Requirement
List each line of the data below that contains the word "sweater".

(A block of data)
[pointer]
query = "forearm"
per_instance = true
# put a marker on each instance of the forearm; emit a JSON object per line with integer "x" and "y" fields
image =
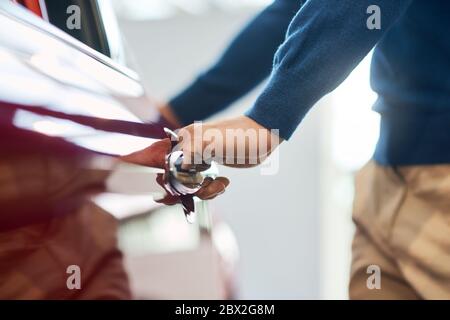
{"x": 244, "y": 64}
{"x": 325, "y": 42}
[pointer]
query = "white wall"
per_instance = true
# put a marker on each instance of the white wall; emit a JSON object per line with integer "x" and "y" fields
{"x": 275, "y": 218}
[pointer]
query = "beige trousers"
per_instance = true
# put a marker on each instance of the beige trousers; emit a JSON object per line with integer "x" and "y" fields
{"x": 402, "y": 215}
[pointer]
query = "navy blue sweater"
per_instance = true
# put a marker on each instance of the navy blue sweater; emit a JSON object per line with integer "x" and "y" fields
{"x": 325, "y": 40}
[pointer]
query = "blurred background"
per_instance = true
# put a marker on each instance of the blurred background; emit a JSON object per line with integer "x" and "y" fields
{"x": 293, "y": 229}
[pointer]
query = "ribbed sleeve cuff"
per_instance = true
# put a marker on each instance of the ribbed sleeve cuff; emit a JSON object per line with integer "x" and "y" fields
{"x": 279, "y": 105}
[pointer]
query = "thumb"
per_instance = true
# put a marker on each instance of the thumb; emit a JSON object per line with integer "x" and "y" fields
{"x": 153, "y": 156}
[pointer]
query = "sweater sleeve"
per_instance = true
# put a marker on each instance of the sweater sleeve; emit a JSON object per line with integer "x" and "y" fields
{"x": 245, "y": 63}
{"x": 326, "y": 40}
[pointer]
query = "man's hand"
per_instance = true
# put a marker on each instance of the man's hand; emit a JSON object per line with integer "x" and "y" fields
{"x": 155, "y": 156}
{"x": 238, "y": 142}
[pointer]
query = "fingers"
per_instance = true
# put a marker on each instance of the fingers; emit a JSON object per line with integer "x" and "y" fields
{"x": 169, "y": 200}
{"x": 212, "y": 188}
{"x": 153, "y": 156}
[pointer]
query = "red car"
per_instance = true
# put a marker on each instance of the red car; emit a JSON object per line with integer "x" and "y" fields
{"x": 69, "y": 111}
...
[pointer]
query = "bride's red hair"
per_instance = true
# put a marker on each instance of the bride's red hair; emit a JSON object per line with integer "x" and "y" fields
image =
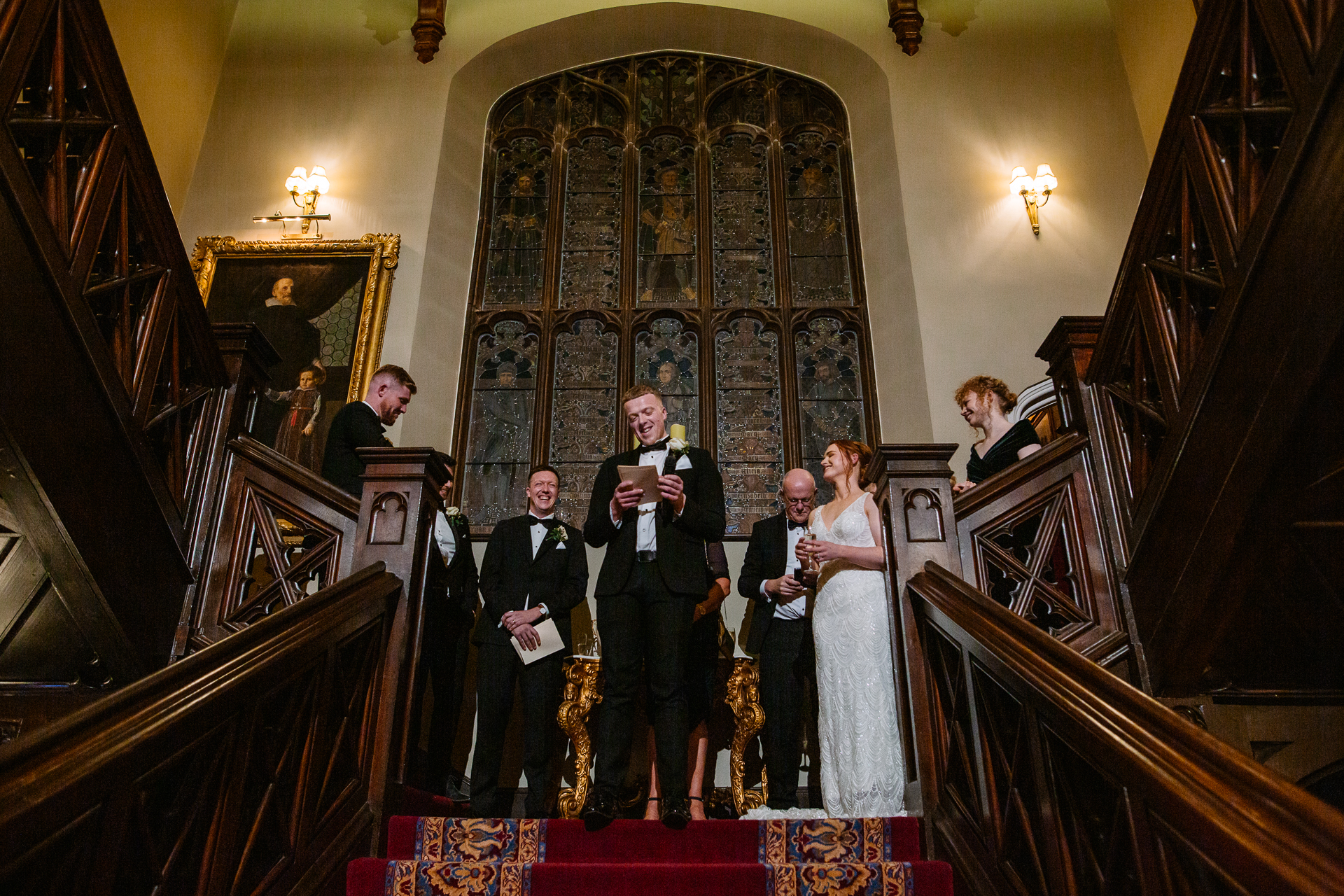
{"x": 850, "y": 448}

Task result
query = "navy blue sweater"
# put a marker on each instance of the navy blue sweater; emit a JSON object per line with integer "x" and "y" fields
query = "sweater sleeve"
# put a marker on each instance of the sweater sleeve; emit a JSON object per line with integer "x" and "y" fields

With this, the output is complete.